▶ [PROBLEM A]:
Copy the rows word for word, from the line containing "mark the dark hair -- a dot per instance" through the last line of the rows, including both ends.

▶ [QUOTED PASSAGE]:
"""

Step 4: Building the Tokenizer
The tokenizer step is mostly plumbing, but it’s also where a lot of subtle bugs sneak in. The model wants a rectangular batch: every input needs the same sequence length, with an attention_mask telling the model which tokens are “real” vs padding.
This concept exists in every ecosystem (Python, JS, Rust): tokenization is deterministic, but the defaults differ. When results look weird, it’s often because padding/truncation differed between “how you think it works” and “what your tokenizer actually did”.
We’ll use the tokenizers gem (Rust under the hood) so tokenization isn’t your performance bottleneck.
# lib/tokenizer.rb
require "tokenizers"
class Tokenizer
attr_reader :tokenizer
def initialize(tokenizer_path)
@tokenizer = Tokenizers::Tokenizer.from_file(tokenizer_path)
# Enable padding for this tokenizer
@tokenizer.enable_padding
end
def tokenize(texts)
texts = [ texts ] unless texts.is_a?(Array)
# Encode all texts with padding
result = @tokenizer.encode_batch(texts)
# Extract input_ids and attention_mask
input_ids = result.map(&:ids)
attention_mask = result.map(&:attention_mask)

"""

▶ [RECORDS SHOWN]:
"""

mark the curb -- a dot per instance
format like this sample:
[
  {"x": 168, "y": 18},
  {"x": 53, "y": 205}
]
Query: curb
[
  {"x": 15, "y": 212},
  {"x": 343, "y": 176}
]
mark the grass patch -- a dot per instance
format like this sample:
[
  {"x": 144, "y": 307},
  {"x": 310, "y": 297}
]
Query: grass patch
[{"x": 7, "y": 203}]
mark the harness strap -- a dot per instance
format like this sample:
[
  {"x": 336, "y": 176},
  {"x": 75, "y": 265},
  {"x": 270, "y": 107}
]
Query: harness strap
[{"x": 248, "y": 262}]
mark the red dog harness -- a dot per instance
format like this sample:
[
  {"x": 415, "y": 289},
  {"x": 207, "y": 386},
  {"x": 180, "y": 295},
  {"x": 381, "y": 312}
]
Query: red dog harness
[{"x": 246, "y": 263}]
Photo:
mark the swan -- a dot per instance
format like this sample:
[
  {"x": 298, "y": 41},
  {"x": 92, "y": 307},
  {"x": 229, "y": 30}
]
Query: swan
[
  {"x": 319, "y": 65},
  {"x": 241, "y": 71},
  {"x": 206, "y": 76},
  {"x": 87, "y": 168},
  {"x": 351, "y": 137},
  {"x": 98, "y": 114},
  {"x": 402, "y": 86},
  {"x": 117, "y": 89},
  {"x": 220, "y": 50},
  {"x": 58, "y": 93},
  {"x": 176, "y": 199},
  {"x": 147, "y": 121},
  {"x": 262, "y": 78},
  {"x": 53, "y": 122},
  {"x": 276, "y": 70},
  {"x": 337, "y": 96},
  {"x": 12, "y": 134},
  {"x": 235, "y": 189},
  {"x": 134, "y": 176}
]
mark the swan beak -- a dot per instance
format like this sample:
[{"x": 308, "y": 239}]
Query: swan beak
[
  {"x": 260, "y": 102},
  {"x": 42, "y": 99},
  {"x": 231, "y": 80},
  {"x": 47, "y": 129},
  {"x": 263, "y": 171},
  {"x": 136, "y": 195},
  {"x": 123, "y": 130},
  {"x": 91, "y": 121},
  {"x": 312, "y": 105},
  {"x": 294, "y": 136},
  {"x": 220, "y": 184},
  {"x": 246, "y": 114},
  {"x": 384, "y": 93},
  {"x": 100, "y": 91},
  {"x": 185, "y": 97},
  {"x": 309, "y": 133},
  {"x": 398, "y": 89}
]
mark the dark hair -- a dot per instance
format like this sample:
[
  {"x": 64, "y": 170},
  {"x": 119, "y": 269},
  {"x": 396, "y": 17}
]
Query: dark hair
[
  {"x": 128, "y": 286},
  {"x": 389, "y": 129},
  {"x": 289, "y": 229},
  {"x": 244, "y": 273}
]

"""

▶ [PROBLEM B]:
State whether each statement agrees with the tokenizer section, answering yes or no and quoting the words that decide it: (i) the tokenizers gem has Rust under the hood; (ii) the tokenization defaults are the same in every ecosystem; (iii) the attention_mask tells the model which tokens are real and which are padding.

▶ [RESPONSE A]:
mark the dark hair -- a dot per instance
format like this sample:
[
  {"x": 64, "y": 170},
  {"x": 119, "y": 269},
  {"x": 396, "y": 17}
]
Query: dark hair
[
  {"x": 128, "y": 286},
  {"x": 389, "y": 129},
  {"x": 289, "y": 229},
  {"x": 244, "y": 273}
]

▶ [RESPONSE B]:
(i) Yes: "We’ll use the tokenizers gem (Rust under the hood)"
(ii) No: "tokenization is deterministic, but the defaults differ."
(iii) Yes: "with an attention_mask telling the model which tokens are “real” vs padding."